[Text block]:
# Rubies Spooky Sounds



## nrlarson2 (Oct 10, 2007)

Does anyone have a download or a free download link for Rubies Spooky Sounds. I am trying to find all of the old sound effects I used to have when I was a teenager back when I first started my haunts. Since then I have lost many of the tapes. I am now down to the last one that I have been looking for thanks to all you guys!!!! Please let me know!


----------



## Dinosaur1972 (Mar 28, 2007)

I've located this, and should hopefully have it available to you in a couple days. 

Would you mind terribly sharing the list of "old sound effects" that you HAVE located? Maybe there's something the rest of us are missing out on?


----------



## Dinosaur1972 (Mar 28, 2007)

I've got it ... but it's in flac. Would you rather have it in some other format? Or is flac OK?


----------



## Halloweiner (Oct 2, 2003)

Can you send it to me Dinosaur. Preferrably in wav or mp3. No clue what flac even is.


----------



## nrlarson2 (Oct 10, 2007)

I guess I would prefer wav or mp3 since I don't know what flac is. I will be happy to share what I have. I will be posting a list of the CD's I have and you can let me know what files or CD's you are looking for and I will send them to you.


----------



## Dinosaur1972 (Mar 28, 2007)

flac is some kinda loss-less audio format. I think most players can handle it, but why?

I split the mp3s into two files ... the first is the first track (a long one) and the second is the rest of the tracks. I couldn't track down a cover or anything (sorry). I hope it's what you've been looking for.

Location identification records
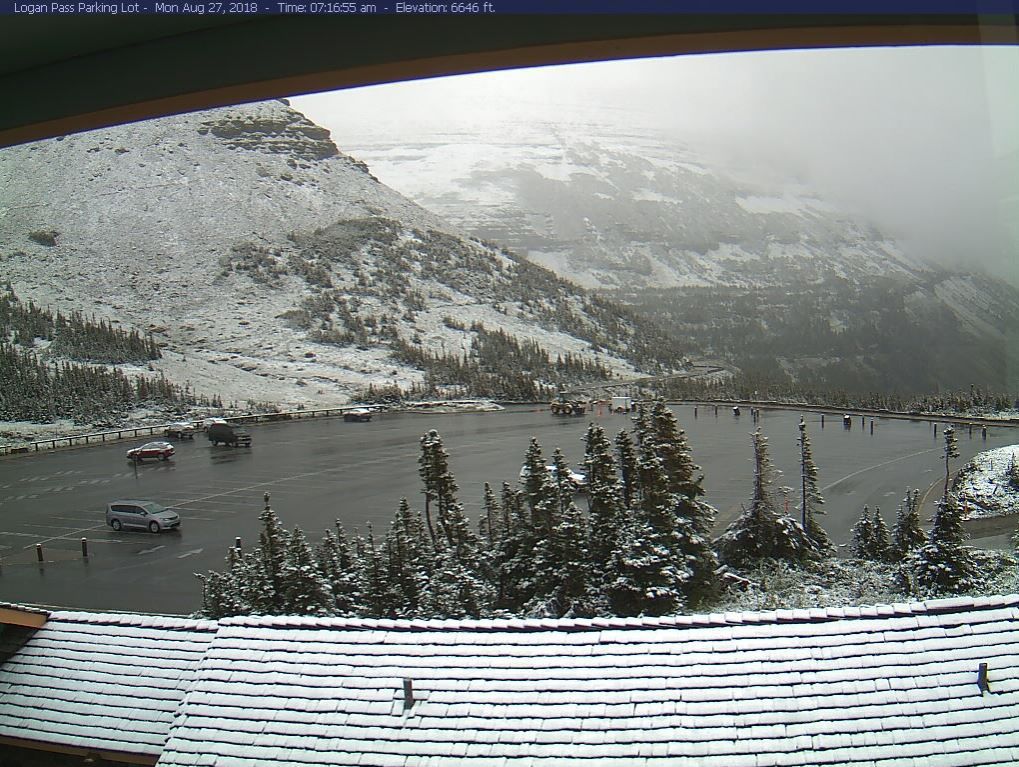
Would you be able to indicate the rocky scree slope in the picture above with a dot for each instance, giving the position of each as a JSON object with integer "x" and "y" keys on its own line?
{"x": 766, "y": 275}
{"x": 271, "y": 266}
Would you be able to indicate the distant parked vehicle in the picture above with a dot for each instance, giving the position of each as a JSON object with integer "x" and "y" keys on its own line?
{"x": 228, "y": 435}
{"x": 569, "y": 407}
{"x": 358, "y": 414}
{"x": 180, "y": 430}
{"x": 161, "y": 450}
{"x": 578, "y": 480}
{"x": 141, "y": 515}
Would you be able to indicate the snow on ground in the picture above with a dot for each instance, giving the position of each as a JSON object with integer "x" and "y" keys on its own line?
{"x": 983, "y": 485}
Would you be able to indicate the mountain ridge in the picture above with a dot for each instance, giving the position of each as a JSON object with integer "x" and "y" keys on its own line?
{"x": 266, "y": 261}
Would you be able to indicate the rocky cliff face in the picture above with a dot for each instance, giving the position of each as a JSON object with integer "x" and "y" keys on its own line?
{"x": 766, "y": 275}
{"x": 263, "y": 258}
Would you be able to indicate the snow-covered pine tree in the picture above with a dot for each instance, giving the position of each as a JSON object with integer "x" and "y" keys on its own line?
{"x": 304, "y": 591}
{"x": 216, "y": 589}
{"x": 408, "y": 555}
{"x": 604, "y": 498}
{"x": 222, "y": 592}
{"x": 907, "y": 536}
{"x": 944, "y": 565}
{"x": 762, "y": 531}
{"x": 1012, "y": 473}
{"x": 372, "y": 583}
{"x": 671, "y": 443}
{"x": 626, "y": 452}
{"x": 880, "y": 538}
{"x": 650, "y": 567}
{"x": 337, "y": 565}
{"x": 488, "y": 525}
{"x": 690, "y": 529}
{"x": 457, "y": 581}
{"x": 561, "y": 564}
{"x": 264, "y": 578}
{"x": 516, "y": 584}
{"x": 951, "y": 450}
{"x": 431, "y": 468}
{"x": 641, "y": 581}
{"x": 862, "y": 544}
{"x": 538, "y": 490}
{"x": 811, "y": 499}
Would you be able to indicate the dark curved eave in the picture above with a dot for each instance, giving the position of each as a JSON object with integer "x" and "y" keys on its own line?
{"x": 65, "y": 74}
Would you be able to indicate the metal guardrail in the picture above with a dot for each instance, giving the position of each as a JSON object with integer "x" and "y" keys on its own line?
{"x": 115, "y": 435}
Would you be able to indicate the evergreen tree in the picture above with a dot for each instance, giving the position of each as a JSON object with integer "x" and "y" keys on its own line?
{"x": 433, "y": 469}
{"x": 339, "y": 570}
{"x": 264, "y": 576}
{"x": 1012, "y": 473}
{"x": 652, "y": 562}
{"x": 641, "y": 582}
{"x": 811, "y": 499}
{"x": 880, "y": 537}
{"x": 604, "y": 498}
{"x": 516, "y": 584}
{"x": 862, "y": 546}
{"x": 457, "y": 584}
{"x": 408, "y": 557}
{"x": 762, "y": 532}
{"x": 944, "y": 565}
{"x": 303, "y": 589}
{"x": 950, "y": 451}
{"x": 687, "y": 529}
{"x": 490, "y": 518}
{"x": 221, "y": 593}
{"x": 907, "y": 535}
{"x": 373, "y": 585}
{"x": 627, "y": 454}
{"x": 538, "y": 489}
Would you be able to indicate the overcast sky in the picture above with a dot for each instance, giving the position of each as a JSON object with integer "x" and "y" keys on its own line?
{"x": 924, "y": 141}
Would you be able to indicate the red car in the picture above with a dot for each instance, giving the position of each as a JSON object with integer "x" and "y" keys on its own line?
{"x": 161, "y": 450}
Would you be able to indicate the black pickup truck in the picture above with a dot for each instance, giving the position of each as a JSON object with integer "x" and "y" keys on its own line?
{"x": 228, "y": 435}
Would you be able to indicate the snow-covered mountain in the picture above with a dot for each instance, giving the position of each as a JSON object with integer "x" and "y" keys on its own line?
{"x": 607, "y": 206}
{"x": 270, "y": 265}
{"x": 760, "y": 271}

[Your objective]:
From the Rubies Spooky Sounds thread above, reproduce the passage word for word, beginning at the words "I split the" and stopping after "been looking for.".

[Response below]:
I split the mp3s into two files ... the first is the first track (a long one) and the second is the rest of the tracks. I couldn't track down a cover or anything (sorry). I hope it's what you've been looking for.